__TASK MATERIAL__:
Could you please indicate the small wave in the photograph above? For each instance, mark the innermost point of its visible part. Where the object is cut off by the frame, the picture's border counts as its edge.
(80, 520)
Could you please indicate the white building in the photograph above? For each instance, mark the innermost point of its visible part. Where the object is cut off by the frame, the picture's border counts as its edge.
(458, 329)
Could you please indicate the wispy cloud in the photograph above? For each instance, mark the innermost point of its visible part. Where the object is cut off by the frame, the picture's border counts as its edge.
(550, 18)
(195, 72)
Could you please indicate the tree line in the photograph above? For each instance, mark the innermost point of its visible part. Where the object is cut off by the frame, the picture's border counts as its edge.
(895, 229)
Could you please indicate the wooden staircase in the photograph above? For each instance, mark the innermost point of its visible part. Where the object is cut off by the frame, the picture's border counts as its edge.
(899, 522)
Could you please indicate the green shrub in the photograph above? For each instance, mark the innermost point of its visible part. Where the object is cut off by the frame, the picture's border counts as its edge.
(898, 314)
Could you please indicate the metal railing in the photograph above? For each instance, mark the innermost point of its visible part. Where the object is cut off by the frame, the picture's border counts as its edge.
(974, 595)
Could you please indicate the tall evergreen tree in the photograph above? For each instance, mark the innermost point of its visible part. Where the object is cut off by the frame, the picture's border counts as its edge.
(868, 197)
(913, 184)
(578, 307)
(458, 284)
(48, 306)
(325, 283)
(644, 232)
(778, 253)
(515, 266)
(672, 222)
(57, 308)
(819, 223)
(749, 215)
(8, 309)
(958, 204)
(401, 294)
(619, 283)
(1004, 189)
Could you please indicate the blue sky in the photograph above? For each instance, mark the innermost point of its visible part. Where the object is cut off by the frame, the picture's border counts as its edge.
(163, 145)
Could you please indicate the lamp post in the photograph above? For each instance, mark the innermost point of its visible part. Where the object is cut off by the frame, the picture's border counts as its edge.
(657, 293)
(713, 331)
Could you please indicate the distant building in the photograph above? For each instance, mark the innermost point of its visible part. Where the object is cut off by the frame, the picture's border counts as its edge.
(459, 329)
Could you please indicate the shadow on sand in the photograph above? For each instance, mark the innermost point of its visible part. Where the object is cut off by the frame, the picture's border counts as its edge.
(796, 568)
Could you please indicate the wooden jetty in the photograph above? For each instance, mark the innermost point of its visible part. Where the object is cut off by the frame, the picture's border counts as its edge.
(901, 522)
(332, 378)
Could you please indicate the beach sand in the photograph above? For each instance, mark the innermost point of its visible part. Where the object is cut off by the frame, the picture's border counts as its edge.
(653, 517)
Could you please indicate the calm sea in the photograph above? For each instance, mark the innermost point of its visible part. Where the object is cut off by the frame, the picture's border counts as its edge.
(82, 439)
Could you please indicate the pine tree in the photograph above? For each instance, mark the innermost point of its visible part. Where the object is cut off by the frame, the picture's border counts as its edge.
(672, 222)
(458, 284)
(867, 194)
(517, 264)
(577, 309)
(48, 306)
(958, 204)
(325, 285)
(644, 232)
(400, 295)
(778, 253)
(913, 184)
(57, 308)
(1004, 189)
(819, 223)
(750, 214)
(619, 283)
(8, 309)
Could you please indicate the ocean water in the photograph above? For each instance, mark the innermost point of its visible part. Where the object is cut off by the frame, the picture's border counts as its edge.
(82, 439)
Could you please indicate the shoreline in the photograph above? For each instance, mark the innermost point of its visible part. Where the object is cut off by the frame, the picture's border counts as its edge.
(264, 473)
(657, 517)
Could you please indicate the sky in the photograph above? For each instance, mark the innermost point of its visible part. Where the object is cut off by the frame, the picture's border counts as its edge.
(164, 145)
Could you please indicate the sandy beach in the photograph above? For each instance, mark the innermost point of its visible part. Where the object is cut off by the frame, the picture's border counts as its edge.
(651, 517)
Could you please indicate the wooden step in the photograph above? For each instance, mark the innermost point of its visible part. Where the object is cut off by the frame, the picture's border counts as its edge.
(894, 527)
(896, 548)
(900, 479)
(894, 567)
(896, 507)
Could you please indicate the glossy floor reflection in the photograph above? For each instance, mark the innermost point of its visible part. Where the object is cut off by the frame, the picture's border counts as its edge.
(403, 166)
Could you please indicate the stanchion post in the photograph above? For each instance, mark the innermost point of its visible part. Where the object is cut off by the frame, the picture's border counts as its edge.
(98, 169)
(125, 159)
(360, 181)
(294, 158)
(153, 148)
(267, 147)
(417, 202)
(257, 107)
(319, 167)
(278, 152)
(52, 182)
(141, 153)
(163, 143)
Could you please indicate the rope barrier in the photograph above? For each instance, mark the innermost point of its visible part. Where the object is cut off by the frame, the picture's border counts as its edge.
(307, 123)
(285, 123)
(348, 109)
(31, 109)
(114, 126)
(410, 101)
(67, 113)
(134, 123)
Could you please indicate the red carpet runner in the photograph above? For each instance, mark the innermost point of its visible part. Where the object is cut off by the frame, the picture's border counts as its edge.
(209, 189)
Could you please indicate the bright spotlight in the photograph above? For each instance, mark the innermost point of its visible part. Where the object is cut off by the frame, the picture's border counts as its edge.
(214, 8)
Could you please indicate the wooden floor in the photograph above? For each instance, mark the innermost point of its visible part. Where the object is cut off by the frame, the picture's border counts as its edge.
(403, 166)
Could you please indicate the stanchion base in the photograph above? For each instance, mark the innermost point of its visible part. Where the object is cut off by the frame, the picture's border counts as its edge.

__WORK INSTRUCTION__: Send back each record exactly, and include them all.

__WRITTEN SOLUTION__:
Could you please indicate the small wave in the photograph above? For each instance, mark the innermost point of its visible part. Where the object is cut off by the frame, the picture's border counts as its edge.
(80, 520)
Could you please indicate the white building in the photograph above? For each instance, mark the innermost point of its visible part. Where the object is cut off by the frame, the picture's border counts as its edge.
(458, 329)
Could you please indicate the wispy cloud in the photograph above? For each instance, mark the innermost point of its visible part. Where the object is cut off by the frame, the picture's border counts as its edge.
(550, 18)
(195, 72)
Could you please indicate the tree line in the photograph above? For each instance, mark the innermost point of its visible part. Where the object is cut off by the frame, the picture's border counts as its edge.
(895, 229)
Could you please indicate the wooden staircase in the photograph above? For each instance, mark the innermost point of its visible part. Where the object is cut off by the frame, the picture's border counts as its edge.
(899, 522)
Could you please indicate the green shrub in the photograph above? For each instance, mark the innermost point of its visible part. Where the object is cut off by the frame, the picture's border counts as its edge.
(898, 314)
Could you please indicate the metal railing in the photograph above? For each instance, mark the innermost point of its visible part. Where the object is cut off by the frame, the picture's border counts as its edge.
(974, 595)
Could you please indicate the tall evergreen tree in the photograph above? For each instance, mark the innermost point of its visible part. Where the object is cut off by the frame, the picture's border counts as its edge.
(868, 197)
(913, 184)
(578, 307)
(458, 284)
(48, 306)
(325, 283)
(644, 232)
(778, 253)
(515, 266)
(672, 222)
(57, 308)
(819, 223)
(749, 215)
(8, 309)
(958, 204)
(401, 294)
(619, 283)
(1004, 189)
Could you please indicate the blue sky in the photograph above? For each instance, mark the innermost point of its visible part. Where the object is cut off by the frame, the picture's border counts as its edge.
(163, 145)
Could you please indicate the lamp post in the photograph above? For each instance, mark the innermost point of its visible part. Where the object is cut off by the frame, the picture's border counts as its edge.
(657, 293)
(713, 331)
Could you please indicate the distant building in the photograph above? For each instance, mark the innermost point of its visible part. Where the object is cut off by the frame, the picture's border counts as its edge.
(459, 329)
Could you please indicate the shadow on sand in the photograph above? For each instance, mark the innermost point of its visible part. Where the object is cut off by the frame, the picture's border counts as its edge.
(796, 568)
Could you please indicate the wooden jetty in the photograph above? For each instance, mark the innermost point of its visible part. Where the object is cut off by the frame, the picture's border counts as its edge.
(901, 522)
(332, 378)
Could you please indicate the beach sand in the photograph above? For each instance, mark the innermost point of its visible part. Where the object is cut off by the frame, the picture's border counts as its edge.
(653, 517)
Could you please indicate the calm sea in the photograph above? For each instance, mark the innermost point of its visible part. Where the object is cut off by the frame, the picture's border counts as its edge.
(82, 439)
Could you please indicate the pine tree in the photograph above? For each instance, mark the innermost point of its visible part. Where the object is cut off by the frame, the picture's border counts as its edge.
(672, 222)
(458, 284)
(867, 194)
(517, 264)
(577, 309)
(48, 306)
(958, 204)
(325, 285)
(644, 232)
(400, 295)
(778, 253)
(913, 184)
(57, 308)
(1004, 189)
(819, 223)
(750, 214)
(619, 283)
(8, 309)
Could you please indicate the ocean water in the photograph above? For each instance, mark the innermost point of its visible part. Where the object is cut off by the frame, the picture's border counts as its edge.
(82, 439)
Could you please indicate the shoreline in the photograph above? For each instance, mark the innermost point of its visible part. Where the object is cut off by the frame, the picture's border counts as its edge.
(264, 473)
(657, 517)
Could you please indicate the sky in the photograph above? For each instance, mark the innermost point of its visible part. Where the object is cut off by the frame, the picture's border counts as its edge.
(164, 145)
Could you please indicate the sandy beach in the photograph above? For each instance, mark the innermost point of its visible part. Where the object is cut off by the frame, the picture's border counts as its edge.
(651, 517)
Could you please indicate the wooden step in the photograph above? For each instance, mark the innermost point of its visible part. Where the object is cut off by the frame, the picture's border counts as its edge.
(894, 527)
(896, 548)
(900, 479)
(894, 567)
(896, 507)
Could you please indicate the glossy floor reflection in the photograph above? For each instance, mark the innermost point of its visible part. Where the object is cut off by the frame, the picture's border counts as its edge.
(403, 166)
Could you please indicate the stanchion post in the photograph above? For each instance, mark the innermost point of its visible part. Where the object is cut off by the frame, the picture's border counts as its edge.
(98, 169)
(125, 159)
(360, 181)
(294, 158)
(153, 148)
(267, 147)
(417, 202)
(257, 107)
(319, 167)
(278, 152)
(52, 182)
(141, 153)
(163, 143)
Could you please indicate the rope barrier in the photograph above? For each instance, mark the innermost point of its visible part. Where the object is cut off by the frame, the picture's border counts as its edge.
(307, 123)
(285, 123)
(348, 109)
(31, 109)
(114, 126)
(410, 101)
(67, 113)
(134, 123)
Could you please indicate the red carpet runner in the photograph above? For each instance, mark the innermost point of its visible part. Where the object is cut off by the frame, the picture's border counts as its edge.
(209, 189)
Could you please indicate the bright spotlight in the photograph above? For each instance, mark the innermost point of its visible part. Where the object is cut off by the frame, the picture's border counts as its edge.
(214, 8)
Could you please indicate the wooden floor in the photograph above? For each instance, mark the innermost point of its visible part. Where the object is cut off by the frame, the picture's border counts as its edge.
(403, 166)
Could you please indicate the stanchion base in the photograph above? For each instance, mark the innermost point of its visible part. Where the object is cut off by the frame, the picture's border counts as its edge.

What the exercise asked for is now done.